__YOUR GOAL__: Edit the material from the line containing "around the low-rise" through the line containing "xmin=16 ymin=138 xmax=156 ymax=198", inclusive, so that "tight" becomes "precise" and nothing else changes, and return only those lines.
┄┄┄┄┄┄
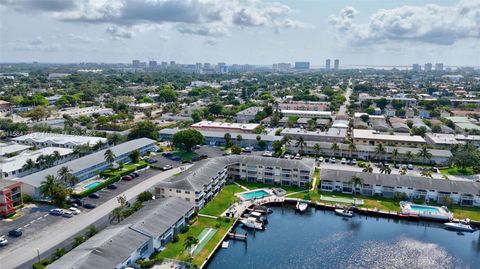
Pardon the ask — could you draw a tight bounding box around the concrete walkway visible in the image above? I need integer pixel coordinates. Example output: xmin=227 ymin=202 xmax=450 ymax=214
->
xmin=0 ymin=165 xmax=191 ymax=269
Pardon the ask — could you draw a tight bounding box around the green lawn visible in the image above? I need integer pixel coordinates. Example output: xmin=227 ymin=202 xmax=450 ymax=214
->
xmin=200 ymin=184 xmax=244 ymax=216
xmin=172 ymin=150 xmax=197 ymax=161
xmin=155 ymin=217 xmax=233 ymax=266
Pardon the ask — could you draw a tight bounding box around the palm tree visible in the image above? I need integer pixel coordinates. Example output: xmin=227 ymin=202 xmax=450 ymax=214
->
xmin=40 ymin=175 xmax=58 ymax=198
xmin=350 ymin=176 xmax=363 ymax=196
xmin=405 ymin=150 xmax=415 ymax=161
xmin=375 ymin=144 xmax=387 ymax=160
xmin=348 ymin=141 xmax=357 ymax=158
xmin=295 ymin=137 xmax=307 ymax=153
xmin=362 ymin=163 xmax=373 ymax=173
xmin=22 ymin=159 xmax=35 ymax=171
xmin=58 ymin=166 xmax=73 ymax=185
xmin=183 ymin=235 xmax=198 ymax=260
xmin=392 ymin=148 xmax=400 ymax=165
xmin=417 ymin=145 xmax=432 ymax=163
xmin=110 ymin=206 xmax=125 ymax=223
xmin=313 ymin=143 xmax=322 ymax=158
xmin=380 ymin=165 xmax=392 ymax=174
xmin=103 ymin=149 xmax=117 ymax=165
xmin=420 ymin=169 xmax=433 ymax=178
xmin=330 ymin=142 xmax=340 ymax=155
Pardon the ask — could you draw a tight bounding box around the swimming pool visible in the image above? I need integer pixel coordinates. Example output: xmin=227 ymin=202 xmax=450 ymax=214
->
xmin=84 ymin=181 xmax=102 ymax=189
xmin=240 ymin=190 xmax=270 ymax=200
xmin=410 ymin=204 xmax=440 ymax=214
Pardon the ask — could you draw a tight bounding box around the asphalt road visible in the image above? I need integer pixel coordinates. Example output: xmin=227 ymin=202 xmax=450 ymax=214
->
xmin=0 ymin=164 xmax=191 ymax=269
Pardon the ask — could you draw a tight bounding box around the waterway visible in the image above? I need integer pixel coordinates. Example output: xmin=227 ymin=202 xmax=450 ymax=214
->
xmin=208 ymin=207 xmax=480 ymax=269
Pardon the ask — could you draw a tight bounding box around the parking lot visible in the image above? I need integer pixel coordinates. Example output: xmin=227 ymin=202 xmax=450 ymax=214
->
xmin=0 ymin=166 xmax=161 ymax=250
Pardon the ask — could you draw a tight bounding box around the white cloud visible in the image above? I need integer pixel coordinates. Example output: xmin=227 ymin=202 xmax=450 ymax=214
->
xmin=329 ymin=0 xmax=480 ymax=45
xmin=0 ymin=0 xmax=304 ymax=39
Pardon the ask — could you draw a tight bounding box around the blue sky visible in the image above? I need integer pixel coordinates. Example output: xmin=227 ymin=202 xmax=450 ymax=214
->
xmin=0 ymin=0 xmax=480 ymax=66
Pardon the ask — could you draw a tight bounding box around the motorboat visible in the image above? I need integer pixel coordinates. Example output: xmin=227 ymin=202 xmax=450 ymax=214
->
xmin=335 ymin=208 xmax=353 ymax=218
xmin=240 ymin=217 xmax=264 ymax=230
xmin=444 ymin=222 xmax=475 ymax=232
xmin=296 ymin=201 xmax=308 ymax=212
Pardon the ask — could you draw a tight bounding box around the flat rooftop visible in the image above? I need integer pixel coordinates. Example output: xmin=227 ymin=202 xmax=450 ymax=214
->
xmin=190 ymin=120 xmax=260 ymax=131
xmin=353 ymin=129 xmax=425 ymax=143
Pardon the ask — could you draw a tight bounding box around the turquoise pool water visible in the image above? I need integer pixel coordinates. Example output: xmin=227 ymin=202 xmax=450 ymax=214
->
xmin=84 ymin=181 xmax=102 ymax=189
xmin=410 ymin=205 xmax=440 ymax=213
xmin=241 ymin=190 xmax=270 ymax=200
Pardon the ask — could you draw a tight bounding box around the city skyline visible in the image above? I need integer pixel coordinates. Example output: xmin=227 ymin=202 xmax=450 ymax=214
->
xmin=0 ymin=0 xmax=480 ymax=65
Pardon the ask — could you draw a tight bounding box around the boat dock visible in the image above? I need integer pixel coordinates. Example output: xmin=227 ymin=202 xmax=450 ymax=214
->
xmin=228 ymin=232 xmax=247 ymax=241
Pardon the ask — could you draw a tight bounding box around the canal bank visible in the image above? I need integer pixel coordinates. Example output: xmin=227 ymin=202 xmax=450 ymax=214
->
xmin=205 ymin=204 xmax=480 ymax=269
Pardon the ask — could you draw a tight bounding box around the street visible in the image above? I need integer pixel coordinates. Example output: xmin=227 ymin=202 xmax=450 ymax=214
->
xmin=0 ymin=166 xmax=189 ymax=269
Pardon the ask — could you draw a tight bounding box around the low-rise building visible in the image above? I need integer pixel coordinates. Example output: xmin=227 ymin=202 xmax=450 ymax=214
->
xmin=235 ymin=106 xmax=263 ymax=123
xmin=16 ymin=138 xmax=156 ymax=198
xmin=12 ymin=132 xmax=108 ymax=149
xmin=352 ymin=129 xmax=426 ymax=147
xmin=155 ymin=155 xmax=315 ymax=210
xmin=190 ymin=121 xmax=260 ymax=133
xmin=0 ymin=179 xmax=22 ymax=216
xmin=319 ymin=169 xmax=480 ymax=206
xmin=281 ymin=109 xmax=332 ymax=119
xmin=280 ymin=128 xmax=347 ymax=143
xmin=159 ymin=128 xmax=283 ymax=150
xmin=47 ymin=197 xmax=194 ymax=269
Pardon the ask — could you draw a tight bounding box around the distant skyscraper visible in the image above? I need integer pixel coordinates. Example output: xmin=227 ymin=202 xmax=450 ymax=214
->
xmin=295 ymin=62 xmax=310 ymax=70
xmin=148 ymin=61 xmax=157 ymax=69
xmin=333 ymin=59 xmax=340 ymax=70
xmin=423 ymin=63 xmax=432 ymax=72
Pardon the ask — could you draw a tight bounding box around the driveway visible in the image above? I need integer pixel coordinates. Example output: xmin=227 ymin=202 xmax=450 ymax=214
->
xmin=0 ymin=163 xmax=190 ymax=269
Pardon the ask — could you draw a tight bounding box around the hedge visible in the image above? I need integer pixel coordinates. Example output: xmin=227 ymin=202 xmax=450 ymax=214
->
xmin=72 ymin=164 xmax=147 ymax=198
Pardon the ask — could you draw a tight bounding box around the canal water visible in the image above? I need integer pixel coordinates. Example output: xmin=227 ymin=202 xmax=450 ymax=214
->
xmin=208 ymin=204 xmax=480 ymax=269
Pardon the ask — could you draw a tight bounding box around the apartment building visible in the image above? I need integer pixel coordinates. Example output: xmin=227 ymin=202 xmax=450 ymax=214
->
xmin=0 ymin=179 xmax=22 ymax=216
xmin=352 ymin=129 xmax=426 ymax=147
xmin=155 ymin=155 xmax=314 ymax=210
xmin=18 ymin=138 xmax=156 ymax=198
xmin=47 ymin=197 xmax=194 ymax=269
xmin=190 ymin=121 xmax=260 ymax=133
xmin=319 ymin=169 xmax=480 ymax=206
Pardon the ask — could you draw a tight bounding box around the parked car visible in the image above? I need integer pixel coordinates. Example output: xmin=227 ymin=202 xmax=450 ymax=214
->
xmin=68 ymin=207 xmax=81 ymax=215
xmin=107 ymin=183 xmax=118 ymax=190
xmin=62 ymin=210 xmax=73 ymax=218
xmin=8 ymin=228 xmax=22 ymax=237
xmin=50 ymin=208 xmax=63 ymax=216
xmin=88 ymin=192 xmax=100 ymax=199
xmin=122 ymin=176 xmax=132 ymax=181
xmin=162 ymin=164 xmax=173 ymax=171
xmin=83 ymin=203 xmax=97 ymax=209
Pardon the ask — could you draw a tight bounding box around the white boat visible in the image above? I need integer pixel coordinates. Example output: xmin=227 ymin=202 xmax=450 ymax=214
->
xmin=240 ymin=217 xmax=263 ymax=230
xmin=444 ymin=222 xmax=475 ymax=232
xmin=297 ymin=201 xmax=308 ymax=212
xmin=335 ymin=208 xmax=353 ymax=218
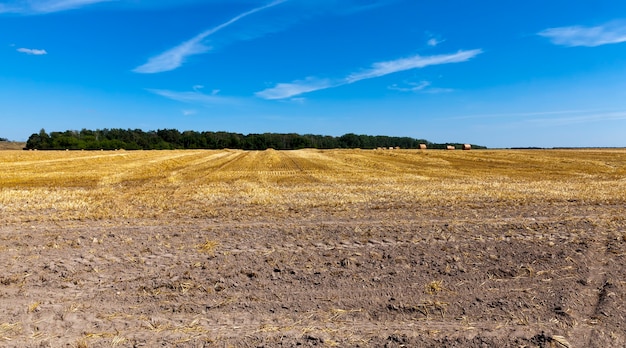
┄┄┄┄┄┄
__EXERCISE ANSWER__:
Pardon the ask — could you draw a precise bounding box around the low-rise building visible in the image above? I need integer pixel coordinates. Example output: xmin=227 ymin=202 xmax=450 ymax=214
->
xmin=235 ymin=106 xmax=263 ymax=123
xmin=16 ymin=138 xmax=156 ymax=198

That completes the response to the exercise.